::: 原文 :::
ソーシャルワークの端緒はイギリスで生まれ,アメリカで育っていきました。
そのため,専門用語には英語が多く使われています。
一般生活で使われないものが多いために,嫌悪感を持たず,慣れるのは,決して簡単なことではないかもしれません。
しかし,国試にとっては,勉強した人と勉強が足りない人の差がつくように出題するのが理想なので,知識がなくても解けるものよりも,知識がなければ解けないものを上手に出題します。
現在,スーパービジョンに取り組んでいます。
カタカナ語が並ぶ典型的なものと言えるでしょう。
スーパービジョン
・ソーシャルワーカーとしての成長を促すもの。
スーパーバイザー → 指導する者。
スーパーバイジー → 指導を受ける者。
スーパービジョンの種類
・個別スーパービジョン
・グループスーパービジョン
・ライブスーパービジョン
・ピアスーパービジョン
・セルフスーパービジョン
スーパービジョンの種類を正しく理解するためには,スーパーバイザーとスーパーバイジーを正しく理解する必要があります。
::: 提供資料 :::
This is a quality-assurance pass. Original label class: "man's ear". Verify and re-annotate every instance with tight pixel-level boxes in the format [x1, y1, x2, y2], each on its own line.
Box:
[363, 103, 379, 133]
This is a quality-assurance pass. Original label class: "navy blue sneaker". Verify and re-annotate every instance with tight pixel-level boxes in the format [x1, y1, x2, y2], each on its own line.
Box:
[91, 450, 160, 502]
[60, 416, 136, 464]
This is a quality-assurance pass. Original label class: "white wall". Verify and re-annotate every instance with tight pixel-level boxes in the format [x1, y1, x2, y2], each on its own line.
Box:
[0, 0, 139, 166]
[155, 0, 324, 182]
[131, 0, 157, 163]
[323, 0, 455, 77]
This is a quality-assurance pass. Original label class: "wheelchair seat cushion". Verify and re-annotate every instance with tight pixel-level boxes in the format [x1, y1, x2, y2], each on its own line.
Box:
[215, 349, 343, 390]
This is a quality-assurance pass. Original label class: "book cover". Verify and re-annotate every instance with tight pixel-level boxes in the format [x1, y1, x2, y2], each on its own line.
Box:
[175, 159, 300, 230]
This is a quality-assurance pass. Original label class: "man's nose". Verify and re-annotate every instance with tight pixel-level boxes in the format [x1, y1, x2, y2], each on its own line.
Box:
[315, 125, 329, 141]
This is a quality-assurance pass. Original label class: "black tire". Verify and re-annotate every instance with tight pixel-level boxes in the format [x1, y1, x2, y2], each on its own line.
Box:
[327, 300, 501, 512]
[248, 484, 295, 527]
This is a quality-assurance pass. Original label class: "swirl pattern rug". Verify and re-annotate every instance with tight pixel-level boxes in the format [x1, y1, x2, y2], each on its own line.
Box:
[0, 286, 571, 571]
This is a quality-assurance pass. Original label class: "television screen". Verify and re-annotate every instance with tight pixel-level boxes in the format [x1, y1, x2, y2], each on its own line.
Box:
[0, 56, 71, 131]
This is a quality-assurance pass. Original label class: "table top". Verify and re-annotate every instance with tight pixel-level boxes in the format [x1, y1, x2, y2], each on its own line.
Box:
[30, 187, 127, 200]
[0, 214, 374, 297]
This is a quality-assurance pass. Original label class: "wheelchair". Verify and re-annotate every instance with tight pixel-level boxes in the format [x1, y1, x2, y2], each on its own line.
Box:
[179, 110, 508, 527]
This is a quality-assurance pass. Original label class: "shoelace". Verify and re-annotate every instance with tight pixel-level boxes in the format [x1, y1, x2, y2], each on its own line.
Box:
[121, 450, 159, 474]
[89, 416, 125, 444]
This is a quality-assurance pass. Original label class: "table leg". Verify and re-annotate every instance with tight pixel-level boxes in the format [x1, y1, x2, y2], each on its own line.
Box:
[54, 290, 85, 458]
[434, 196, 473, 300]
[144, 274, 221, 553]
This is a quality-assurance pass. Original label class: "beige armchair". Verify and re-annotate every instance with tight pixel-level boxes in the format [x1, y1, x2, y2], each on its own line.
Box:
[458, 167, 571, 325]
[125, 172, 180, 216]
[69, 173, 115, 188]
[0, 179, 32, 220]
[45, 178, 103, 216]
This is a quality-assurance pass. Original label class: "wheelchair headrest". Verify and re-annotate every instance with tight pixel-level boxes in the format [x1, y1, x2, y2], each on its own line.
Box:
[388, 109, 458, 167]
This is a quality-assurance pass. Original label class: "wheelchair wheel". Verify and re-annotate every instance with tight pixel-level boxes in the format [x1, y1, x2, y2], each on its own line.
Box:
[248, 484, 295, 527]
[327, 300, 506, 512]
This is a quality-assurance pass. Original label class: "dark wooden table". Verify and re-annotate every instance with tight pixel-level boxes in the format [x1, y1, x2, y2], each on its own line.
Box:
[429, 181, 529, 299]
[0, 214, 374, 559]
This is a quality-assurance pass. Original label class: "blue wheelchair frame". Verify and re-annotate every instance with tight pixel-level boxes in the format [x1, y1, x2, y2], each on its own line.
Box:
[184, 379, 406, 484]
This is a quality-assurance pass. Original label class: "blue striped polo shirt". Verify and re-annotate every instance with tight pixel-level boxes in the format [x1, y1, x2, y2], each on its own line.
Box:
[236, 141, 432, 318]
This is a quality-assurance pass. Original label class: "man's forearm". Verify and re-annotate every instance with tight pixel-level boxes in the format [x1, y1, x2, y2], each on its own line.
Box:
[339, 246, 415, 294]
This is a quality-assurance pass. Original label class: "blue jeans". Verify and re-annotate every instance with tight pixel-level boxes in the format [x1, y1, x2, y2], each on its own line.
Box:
:::
— 作業の指示 —
- 1) 原文の内容を2文で要約してください。
- 2) エントリの先頭行から「[60, 416, 136, 464]」を含む行までを、両端の行も含めてMarkdownの表として出力してください。列は「番号」と「行」の2つとし、「番号」には行番号を入れ、空行は除いてください。

— 各課題の解答 —
- 1) ソーシャルワークはイギリスで生まれてアメリカで育ったため、専門用語には英語が多く使われている。カタカナ語が並ぶ典型であるスーパービジョンの種類を正しく理解するには、スーパーバイザー（指導する者）とスーパーバイジー（指導を受ける者）を正しく理解する必要がある。

- 2)
| 番号 | 行 |
|---|---|
| 1 | This is a quality-assurance pass. Original label class: "man's ear". Verify and re-annotate every instance with tight pixel-level boxes in the format [x1, y1, x2, y2], each on its own line. |
| 2 | Box: |
| 3 | [363, 103, 379, 133] |
| 4 | This is a quality-assurance pass. Original label class: "navy blue sneaker". Verify and re-annotate every instance with tight pixel-level boxes in the format [x1, y1, x2, y2], each on its own line. |
| 5 | Box: |
| 6 | [91, 450, 160, 502] |
| 7 | [60, 416, 136, 464] |